• What you will do
1. According to the article on virus-delivered genome editing in plants, which virus did the team engineer to carry the CRISPR-like enzyme?
2. Name every person mentioned by name in the article on virus-delivered genome editing in plants.
3. Resume the article on virus-delivered CRISPR genome editing in plants and continue it after its last sentence.
*** Extracted text ***
Plant breeding is a key tool for addressing global food security by improving crop yields, nutritional quality and resilience to climate change.
But traditional plant transformation methods are often inefficient, expensive and incompatible with many important species. A new study led by UCLA and published in Nature Plants introduces a simpler approach: a heritable, transgene-free genome editing technique using a compact CRISPR system delivered by a common plant virus. The method could streamline crop improvement and expand genome editing to a wider range of plants.
Steven Jacobsen, a professor of molecular, cell and developmental biology at UCLA, led the research in collaboration with CRISPR-Cas9 co-inventor Jennifer Doudna and microbiologist Jill Banfield of UC Berkeley.
Their team engineered the tobacco rattle virus to deliver a CRISPR-like enzyme, ISYmu1, into Arabidopsis thaliana, a model plant. The tool targeted specific DNA sequences, resulting in inheritable genetic edits without leaving behind the virus or any foreign DNA.
“CRISPR has the potential to make a huge impact in agriculture — one that can be customized to local needs around the world,” said Doudna, a Nobel laureate and founder of the Innovative Genomics Institute, in a UCLA news release.
*** Provided information ***
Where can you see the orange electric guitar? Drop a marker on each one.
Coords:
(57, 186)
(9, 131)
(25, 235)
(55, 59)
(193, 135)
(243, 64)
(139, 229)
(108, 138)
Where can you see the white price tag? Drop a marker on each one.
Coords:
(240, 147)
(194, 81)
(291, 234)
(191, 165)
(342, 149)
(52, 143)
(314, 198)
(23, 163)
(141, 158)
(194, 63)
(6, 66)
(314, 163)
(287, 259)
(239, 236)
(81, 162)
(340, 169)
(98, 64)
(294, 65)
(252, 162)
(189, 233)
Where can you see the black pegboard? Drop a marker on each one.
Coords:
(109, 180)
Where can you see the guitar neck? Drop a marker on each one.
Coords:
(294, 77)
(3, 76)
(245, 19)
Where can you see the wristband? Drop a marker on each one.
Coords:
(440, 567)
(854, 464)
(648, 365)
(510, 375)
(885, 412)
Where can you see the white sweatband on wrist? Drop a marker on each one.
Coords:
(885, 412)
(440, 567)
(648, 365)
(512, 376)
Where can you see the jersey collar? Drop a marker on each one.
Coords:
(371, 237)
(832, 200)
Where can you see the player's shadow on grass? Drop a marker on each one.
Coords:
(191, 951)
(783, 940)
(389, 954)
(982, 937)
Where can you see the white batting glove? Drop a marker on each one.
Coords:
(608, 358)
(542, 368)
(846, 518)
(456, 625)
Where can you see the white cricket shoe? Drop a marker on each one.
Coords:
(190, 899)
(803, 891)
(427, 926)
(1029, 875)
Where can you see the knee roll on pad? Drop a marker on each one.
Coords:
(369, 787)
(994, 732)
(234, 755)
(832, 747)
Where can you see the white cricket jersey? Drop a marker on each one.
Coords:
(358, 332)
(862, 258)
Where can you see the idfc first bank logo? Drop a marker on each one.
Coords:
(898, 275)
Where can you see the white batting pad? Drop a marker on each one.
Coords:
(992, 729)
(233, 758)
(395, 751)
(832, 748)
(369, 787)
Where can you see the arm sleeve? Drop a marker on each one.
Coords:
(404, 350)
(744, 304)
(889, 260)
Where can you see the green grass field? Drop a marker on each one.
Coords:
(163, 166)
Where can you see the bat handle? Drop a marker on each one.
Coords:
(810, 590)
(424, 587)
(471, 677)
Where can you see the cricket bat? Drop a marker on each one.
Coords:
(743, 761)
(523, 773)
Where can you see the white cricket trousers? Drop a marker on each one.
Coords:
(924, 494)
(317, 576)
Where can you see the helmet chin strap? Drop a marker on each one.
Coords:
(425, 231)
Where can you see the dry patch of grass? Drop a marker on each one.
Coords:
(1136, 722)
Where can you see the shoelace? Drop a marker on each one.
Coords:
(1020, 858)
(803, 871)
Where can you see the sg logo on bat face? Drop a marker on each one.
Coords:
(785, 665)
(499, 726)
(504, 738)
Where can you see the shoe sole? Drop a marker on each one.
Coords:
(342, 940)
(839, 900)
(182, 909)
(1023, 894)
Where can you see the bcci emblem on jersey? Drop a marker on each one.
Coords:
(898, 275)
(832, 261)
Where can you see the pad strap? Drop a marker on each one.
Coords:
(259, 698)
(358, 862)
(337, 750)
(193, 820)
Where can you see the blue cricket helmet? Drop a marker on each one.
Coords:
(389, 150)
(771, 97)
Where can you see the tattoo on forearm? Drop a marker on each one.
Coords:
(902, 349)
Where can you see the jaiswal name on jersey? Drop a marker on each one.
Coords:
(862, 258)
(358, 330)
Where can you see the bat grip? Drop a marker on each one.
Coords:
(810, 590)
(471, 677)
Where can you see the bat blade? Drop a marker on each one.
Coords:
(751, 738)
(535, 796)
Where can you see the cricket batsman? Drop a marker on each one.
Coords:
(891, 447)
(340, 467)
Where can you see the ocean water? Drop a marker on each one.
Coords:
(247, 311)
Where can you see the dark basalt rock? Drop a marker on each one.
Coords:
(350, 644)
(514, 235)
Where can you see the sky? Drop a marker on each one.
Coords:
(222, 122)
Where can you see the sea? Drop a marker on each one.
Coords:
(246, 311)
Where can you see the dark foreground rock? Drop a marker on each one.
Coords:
***
• Answers given
1. The tobacco rattle virus.

2. Steven Jacobsen, Jennifer Doudna, Jill Banfield

3.
Key Breakthrough
The innovation centers on using the virus as a delivery system to reach germ cells, enabling the changes to pass down through generations. Unlike conventional techniques that require tissue culture and cell regeneration, this method simplifies the process into a single step.
“One of the biggest hurdles in plant breeding is getting gene-editing tools into the right cells,” said Jacobsen. “Our system lets us bypass that bottleneck.”
Traditional CRISPR systems are too large to be packaged into plant viruses. By using a smaller enzyme, the team was able to fit the tool into the virus and ensure it traveled throughout the plant, reaching even reproductive cells.
From Concept to Field
The team tested several compact CRISPR systems and identified ISYmu1 as the most effective. Using a natural soil bacterium to introduce the engineered virus into the plant, they observed clear markers indicating successful edits — white patches on the plant where changes had occurred.
Because the virus doesn’t enter the seeds, only the targeted DNA changes are inherited. This creates plants that are genetically modified without containing viral or foreign material.
Broader Implications
The tobacco rattle virus can infect more than 400 plant species, offering broad potential for future applications. Jacobsen sees particular promise for improving crops that are difficult to modify using current techniques.
“I grew up on an almond ranch and have spent my career in agriculture,” he said. “There’s real opportunity here to make this technology accessible for under-resourced crops in developing regions.”
Collaborative Strengths
The study reflects the combined expertise of the three labs. Doudna’s team specializes in CRISPR development, Banfield’s group identifies novel CRISPR systems and Jacobsen’s lab focuses on plant applications. Together, they developed and tested a platform with potential to significantly advance crop breeding.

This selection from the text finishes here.